%%

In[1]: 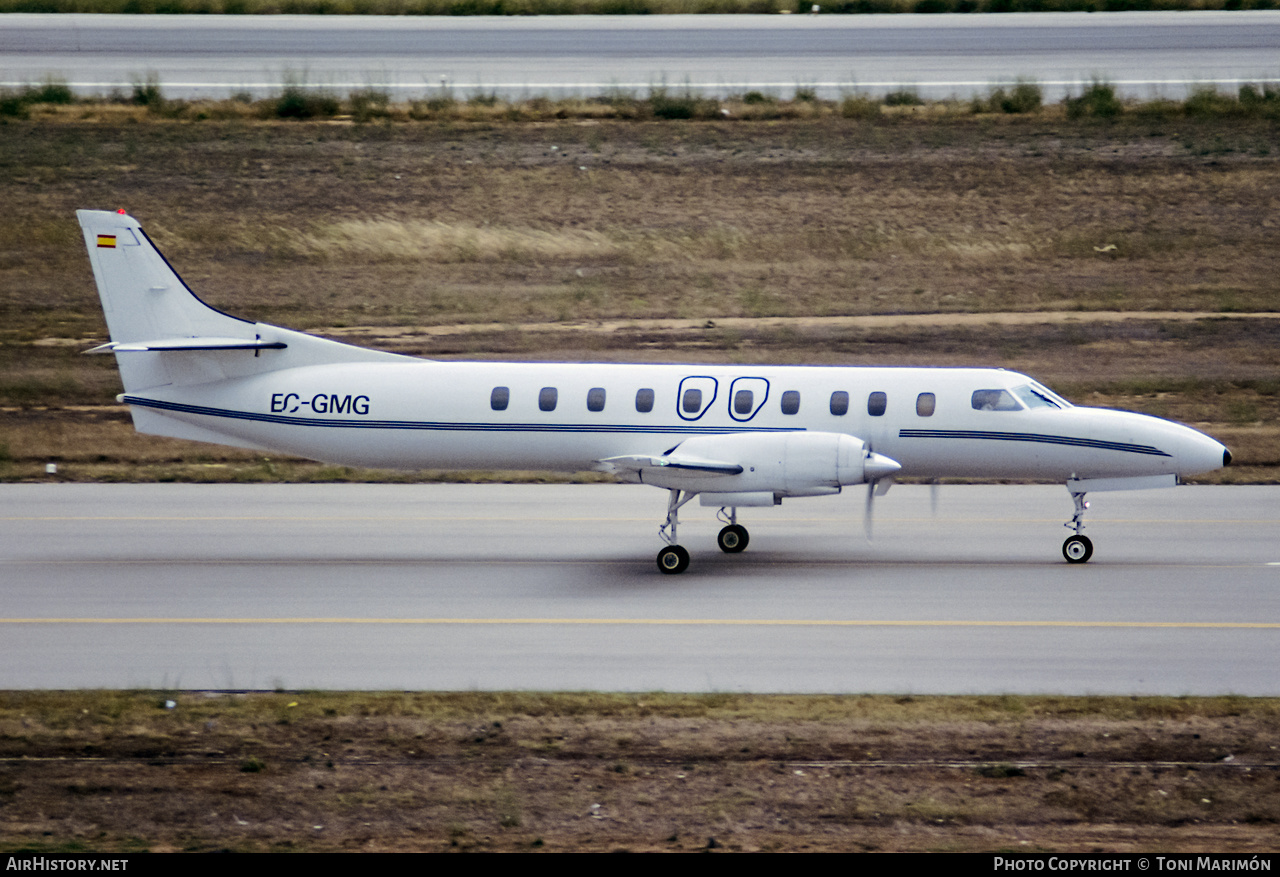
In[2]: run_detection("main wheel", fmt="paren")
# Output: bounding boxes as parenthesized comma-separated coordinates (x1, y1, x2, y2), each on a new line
(1062, 534, 1094, 564)
(717, 524, 749, 554)
(656, 544, 690, 574)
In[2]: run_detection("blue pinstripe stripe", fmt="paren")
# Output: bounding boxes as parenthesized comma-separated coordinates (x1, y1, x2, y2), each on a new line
(123, 396, 805, 436)
(899, 428, 1170, 457)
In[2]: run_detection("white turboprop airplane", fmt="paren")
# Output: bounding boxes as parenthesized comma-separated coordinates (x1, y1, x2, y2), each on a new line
(78, 209, 1232, 573)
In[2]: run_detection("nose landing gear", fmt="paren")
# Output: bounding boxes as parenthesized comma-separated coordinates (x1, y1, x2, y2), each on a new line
(1063, 489, 1093, 564)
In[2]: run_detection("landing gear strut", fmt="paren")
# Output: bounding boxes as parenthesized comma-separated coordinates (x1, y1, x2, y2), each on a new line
(716, 506, 749, 554)
(1062, 489, 1094, 564)
(656, 489, 696, 574)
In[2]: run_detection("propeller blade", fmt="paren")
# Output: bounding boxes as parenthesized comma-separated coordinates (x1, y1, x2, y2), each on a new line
(930, 479, 939, 516)
(862, 447, 899, 541)
(865, 479, 876, 540)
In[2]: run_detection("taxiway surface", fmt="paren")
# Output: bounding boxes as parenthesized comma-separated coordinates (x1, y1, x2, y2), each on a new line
(3, 483, 1276, 693)
(3, 12, 1279, 100)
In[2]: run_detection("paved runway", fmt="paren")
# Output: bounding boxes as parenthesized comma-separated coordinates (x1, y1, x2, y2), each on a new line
(2, 12, 1279, 100)
(3, 482, 1277, 693)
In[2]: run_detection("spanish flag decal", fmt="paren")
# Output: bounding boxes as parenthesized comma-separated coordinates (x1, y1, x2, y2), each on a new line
(97, 234, 117, 248)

%%

What is required:
Which lines above contain the word "gear"? Copy each of them.

Task answer:
In[2]: run_detection("nose landing gear", fmt="paren")
In[2]: run_detection("landing gear strut", fmt="paren")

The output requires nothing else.